• **Task brief**: Could you write out the data again, starting at the line that contains "Task: mark the clock tower" and going through the end of the data, and substitute "structure" for "building" while keeping everything else unchanged?

Excerpts from point annotation data:
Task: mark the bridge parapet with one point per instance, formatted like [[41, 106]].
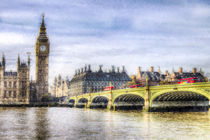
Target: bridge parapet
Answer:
[[147, 94]]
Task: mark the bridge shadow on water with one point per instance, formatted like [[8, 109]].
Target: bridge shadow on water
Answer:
[[181, 109]]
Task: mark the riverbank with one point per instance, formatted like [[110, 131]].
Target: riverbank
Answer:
[[35, 105]]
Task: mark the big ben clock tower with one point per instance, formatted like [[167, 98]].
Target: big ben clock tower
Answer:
[[42, 49]]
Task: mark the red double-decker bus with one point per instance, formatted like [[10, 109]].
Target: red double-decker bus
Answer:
[[188, 80], [108, 88], [134, 86]]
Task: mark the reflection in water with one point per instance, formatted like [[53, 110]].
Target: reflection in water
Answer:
[[41, 124], [72, 123]]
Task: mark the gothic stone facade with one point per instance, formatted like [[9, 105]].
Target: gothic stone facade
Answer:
[[61, 87], [86, 81], [15, 86], [155, 77], [42, 48]]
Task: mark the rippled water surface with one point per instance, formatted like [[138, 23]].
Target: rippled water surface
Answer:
[[75, 124]]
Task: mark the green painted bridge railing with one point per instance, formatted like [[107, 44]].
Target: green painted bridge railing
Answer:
[[148, 96]]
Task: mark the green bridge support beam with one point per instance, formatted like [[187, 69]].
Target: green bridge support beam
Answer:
[[148, 94]]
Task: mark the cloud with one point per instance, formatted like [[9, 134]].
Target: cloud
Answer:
[[131, 33]]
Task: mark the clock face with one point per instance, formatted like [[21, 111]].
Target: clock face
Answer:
[[42, 48]]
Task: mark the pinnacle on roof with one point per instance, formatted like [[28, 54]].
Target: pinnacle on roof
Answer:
[[42, 27]]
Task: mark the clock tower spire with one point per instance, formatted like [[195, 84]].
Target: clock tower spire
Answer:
[[42, 49]]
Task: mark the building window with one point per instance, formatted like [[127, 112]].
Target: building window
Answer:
[[14, 94], [14, 85], [10, 93], [5, 94], [5, 84]]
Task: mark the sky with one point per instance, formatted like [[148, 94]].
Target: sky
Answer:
[[162, 33]]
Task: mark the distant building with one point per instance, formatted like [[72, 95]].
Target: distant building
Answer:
[[85, 80], [14, 86], [60, 87], [176, 76], [154, 77]]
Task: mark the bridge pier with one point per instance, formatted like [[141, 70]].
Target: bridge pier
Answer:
[[146, 106]]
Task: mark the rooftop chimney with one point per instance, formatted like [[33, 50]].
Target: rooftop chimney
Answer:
[[180, 70], [118, 69], [151, 69], [194, 70], [89, 68], [138, 73], [100, 68], [166, 72], [113, 68]]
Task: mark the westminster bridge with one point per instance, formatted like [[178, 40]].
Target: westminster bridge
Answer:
[[195, 95]]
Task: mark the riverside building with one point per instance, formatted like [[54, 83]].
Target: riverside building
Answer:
[[86, 81], [14, 86]]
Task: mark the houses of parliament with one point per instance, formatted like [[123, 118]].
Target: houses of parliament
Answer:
[[16, 87]]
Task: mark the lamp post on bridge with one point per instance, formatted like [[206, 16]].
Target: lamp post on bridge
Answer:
[[146, 104]]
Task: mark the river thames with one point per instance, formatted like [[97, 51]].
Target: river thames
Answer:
[[89, 124]]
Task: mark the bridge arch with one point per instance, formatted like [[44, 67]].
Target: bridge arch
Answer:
[[71, 102], [99, 102], [128, 101], [180, 99], [83, 100]]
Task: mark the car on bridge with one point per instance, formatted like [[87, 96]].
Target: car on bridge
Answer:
[[108, 88], [134, 86]]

• **The result**:
Task: mark the clock tower spire with one point per instance, formatted like [[195, 84]].
Target: clock tower spire
Answer:
[[42, 49]]
Task: mark the structure window with one point per instance, formatted like [[127, 112]].
Target: structure window
Answer:
[[14, 94], [14, 85], [10, 93], [5, 94], [5, 84]]
Task: mark the sky with one point per instance, formatted like [[148, 94]].
Target: sky
Answer:
[[162, 33]]
Task: mark the distant structure with one point per instance, formatted like [[72, 95]].
Target: distant structure
Answer:
[[85, 80], [14, 86], [60, 87], [176, 76], [154, 77]]
Task: mark the bridge pier with one point per instance, formatted like [[141, 70]].
Target: bridge pier
Answer:
[[146, 106]]
Task: mark the rooftop chimney with one point per instance, formatted like [[33, 50]].
Target: rooftop chimney
Answer:
[[180, 70], [118, 69], [151, 69], [194, 70], [89, 68], [138, 73], [100, 68], [166, 72], [113, 68]]
Task: mark the westminster bridge with one point per instance, formatted like [[178, 40]].
Target: westminster bridge
Answer:
[[195, 95]]
Task: mark the riverside structure with one point per instance, formatted like [[54, 83]].
Target: riverside structure
Answer:
[[86, 81], [14, 86]]
Task: mark the houses of parliament with one point per instance, formatted like [[123, 118]].
Target: houses of parliament
Answer:
[[16, 87]]
Task: mark the lamp post on bridge with one point per instance, formatted like [[206, 16]].
Target: lamp post on bridge
Answer:
[[146, 104]]
Task: mark the river thames with one point per instance, formatted like [[97, 51]].
Target: river thames
Answer:
[[89, 124]]
Task: mark the bridge arch with one point per instance, formatted like [[44, 67]].
Target: bridge arch
Answer:
[[71, 102], [99, 102], [128, 101], [180, 99], [83, 100]]
Task: mark the car on bridge with one point per instance, formatted like [[87, 96]].
Target: car on bridge
Answer:
[[108, 88], [134, 86]]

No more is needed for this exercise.